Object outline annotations
· · · ·

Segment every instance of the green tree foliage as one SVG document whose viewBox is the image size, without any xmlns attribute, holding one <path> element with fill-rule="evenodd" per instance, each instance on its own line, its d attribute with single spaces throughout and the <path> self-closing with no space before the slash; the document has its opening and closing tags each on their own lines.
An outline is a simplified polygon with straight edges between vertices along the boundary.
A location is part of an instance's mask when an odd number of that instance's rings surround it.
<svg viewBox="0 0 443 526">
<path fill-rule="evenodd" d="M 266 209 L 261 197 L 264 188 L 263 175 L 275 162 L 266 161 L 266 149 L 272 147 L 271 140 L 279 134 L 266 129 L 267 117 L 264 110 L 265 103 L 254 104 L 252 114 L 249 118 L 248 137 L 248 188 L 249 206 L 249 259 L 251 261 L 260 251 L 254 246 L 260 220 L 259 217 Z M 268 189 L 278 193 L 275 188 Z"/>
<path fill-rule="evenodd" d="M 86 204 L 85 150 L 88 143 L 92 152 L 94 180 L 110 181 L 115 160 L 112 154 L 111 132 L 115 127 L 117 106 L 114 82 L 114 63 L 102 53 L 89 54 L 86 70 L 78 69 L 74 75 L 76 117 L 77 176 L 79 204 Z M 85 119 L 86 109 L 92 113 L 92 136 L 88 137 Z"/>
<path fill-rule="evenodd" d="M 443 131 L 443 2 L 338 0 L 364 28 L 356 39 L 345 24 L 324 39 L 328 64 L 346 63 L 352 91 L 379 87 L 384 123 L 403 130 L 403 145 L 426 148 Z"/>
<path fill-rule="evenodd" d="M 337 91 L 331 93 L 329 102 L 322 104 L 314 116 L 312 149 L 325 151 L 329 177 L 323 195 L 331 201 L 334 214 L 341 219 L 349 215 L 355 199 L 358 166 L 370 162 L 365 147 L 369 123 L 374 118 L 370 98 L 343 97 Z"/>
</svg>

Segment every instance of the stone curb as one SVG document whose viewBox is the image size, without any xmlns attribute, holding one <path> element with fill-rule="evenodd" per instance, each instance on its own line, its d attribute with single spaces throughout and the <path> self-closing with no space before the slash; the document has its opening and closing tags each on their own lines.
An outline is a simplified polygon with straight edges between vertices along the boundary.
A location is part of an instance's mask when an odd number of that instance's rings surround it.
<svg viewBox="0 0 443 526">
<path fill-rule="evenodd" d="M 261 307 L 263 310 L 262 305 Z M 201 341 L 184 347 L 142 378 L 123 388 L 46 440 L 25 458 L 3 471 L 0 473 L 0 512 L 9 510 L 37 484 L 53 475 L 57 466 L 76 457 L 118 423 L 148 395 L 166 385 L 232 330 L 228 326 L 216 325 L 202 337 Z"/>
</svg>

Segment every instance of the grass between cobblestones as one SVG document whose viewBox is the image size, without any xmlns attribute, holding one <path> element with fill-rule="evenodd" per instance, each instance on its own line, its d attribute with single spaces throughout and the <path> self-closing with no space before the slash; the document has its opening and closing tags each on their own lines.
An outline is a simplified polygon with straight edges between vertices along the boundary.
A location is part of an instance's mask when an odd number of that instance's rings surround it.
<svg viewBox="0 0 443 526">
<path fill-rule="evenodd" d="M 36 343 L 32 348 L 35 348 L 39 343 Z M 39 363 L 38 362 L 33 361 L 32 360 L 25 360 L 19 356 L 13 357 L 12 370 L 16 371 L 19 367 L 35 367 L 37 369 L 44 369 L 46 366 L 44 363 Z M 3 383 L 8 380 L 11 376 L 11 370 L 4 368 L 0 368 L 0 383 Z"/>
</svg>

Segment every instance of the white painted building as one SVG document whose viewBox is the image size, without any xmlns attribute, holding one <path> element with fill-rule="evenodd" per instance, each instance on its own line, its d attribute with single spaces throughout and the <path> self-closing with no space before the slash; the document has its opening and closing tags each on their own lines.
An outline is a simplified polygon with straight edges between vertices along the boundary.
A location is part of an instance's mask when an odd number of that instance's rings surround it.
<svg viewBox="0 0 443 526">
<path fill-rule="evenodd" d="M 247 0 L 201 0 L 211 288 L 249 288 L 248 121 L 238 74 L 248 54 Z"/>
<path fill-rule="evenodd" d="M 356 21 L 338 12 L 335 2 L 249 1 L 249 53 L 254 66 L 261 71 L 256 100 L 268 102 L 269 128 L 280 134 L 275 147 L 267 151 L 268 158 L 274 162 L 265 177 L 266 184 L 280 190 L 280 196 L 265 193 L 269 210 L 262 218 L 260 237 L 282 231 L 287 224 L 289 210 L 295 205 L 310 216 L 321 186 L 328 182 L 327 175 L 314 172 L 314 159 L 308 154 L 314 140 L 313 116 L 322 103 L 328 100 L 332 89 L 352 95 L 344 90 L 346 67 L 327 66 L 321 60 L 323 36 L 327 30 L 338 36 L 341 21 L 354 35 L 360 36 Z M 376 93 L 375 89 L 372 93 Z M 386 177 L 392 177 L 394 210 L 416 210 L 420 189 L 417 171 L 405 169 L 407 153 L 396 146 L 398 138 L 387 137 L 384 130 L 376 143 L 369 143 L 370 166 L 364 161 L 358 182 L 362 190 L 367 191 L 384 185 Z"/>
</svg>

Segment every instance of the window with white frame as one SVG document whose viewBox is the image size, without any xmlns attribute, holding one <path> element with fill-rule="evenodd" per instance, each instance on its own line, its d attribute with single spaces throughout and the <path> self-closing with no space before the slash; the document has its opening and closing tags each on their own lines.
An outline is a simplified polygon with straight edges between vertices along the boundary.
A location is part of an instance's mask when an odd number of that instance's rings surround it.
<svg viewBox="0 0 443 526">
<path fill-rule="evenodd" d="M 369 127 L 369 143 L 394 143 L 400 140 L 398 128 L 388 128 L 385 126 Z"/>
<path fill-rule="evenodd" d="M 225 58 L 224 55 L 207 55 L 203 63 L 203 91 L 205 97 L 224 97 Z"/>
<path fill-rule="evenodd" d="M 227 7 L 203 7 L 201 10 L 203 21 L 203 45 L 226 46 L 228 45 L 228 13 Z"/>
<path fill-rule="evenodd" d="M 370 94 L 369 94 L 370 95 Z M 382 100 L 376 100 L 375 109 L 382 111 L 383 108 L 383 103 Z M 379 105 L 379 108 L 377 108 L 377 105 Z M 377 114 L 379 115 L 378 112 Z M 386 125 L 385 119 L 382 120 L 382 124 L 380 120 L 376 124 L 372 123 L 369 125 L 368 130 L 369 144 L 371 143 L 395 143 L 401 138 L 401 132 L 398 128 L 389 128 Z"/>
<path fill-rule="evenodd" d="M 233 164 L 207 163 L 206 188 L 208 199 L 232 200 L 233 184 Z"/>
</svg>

· · · ·

- **Task statement**: Retype the lines from the beginning through the line that contains "86 204 L 85", including that line.

- **Complete response**:
Segment every instance of the green tree foliage as one SVG document whose viewBox is the image size, without any xmlns attribute, holding one <path> element with fill-rule="evenodd" per instance, each instance on its own line, its d attribute with single spaces throughout and the <path> self-closing with no space before the slash; the document has its opening and closing tags each on their own lines.
An outline is a simplified polygon with straight edges between vertices along the boundary.
A location is part of an instance's mask when an odd number of that instance's rings surround it.
<svg viewBox="0 0 443 526">
<path fill-rule="evenodd" d="M 266 209 L 261 197 L 264 188 L 263 175 L 275 162 L 266 161 L 266 149 L 272 147 L 271 140 L 279 134 L 266 129 L 267 117 L 264 110 L 265 103 L 254 104 L 252 114 L 249 118 L 248 137 L 248 188 L 249 206 L 249 259 L 251 261 L 260 251 L 254 246 L 260 220 L 259 217 Z M 268 189 L 278 193 L 275 188 Z"/>
<path fill-rule="evenodd" d="M 86 204 L 85 150 L 88 143 L 92 152 L 94 180 L 110 181 L 115 160 L 112 154 L 111 132 L 115 127 L 117 106 L 114 82 L 114 63 L 102 53 L 89 54 L 86 70 L 78 69 L 74 75 L 76 117 L 77 176 L 79 204 Z M 85 119 L 86 109 L 92 113 L 92 136 L 88 137 Z"/>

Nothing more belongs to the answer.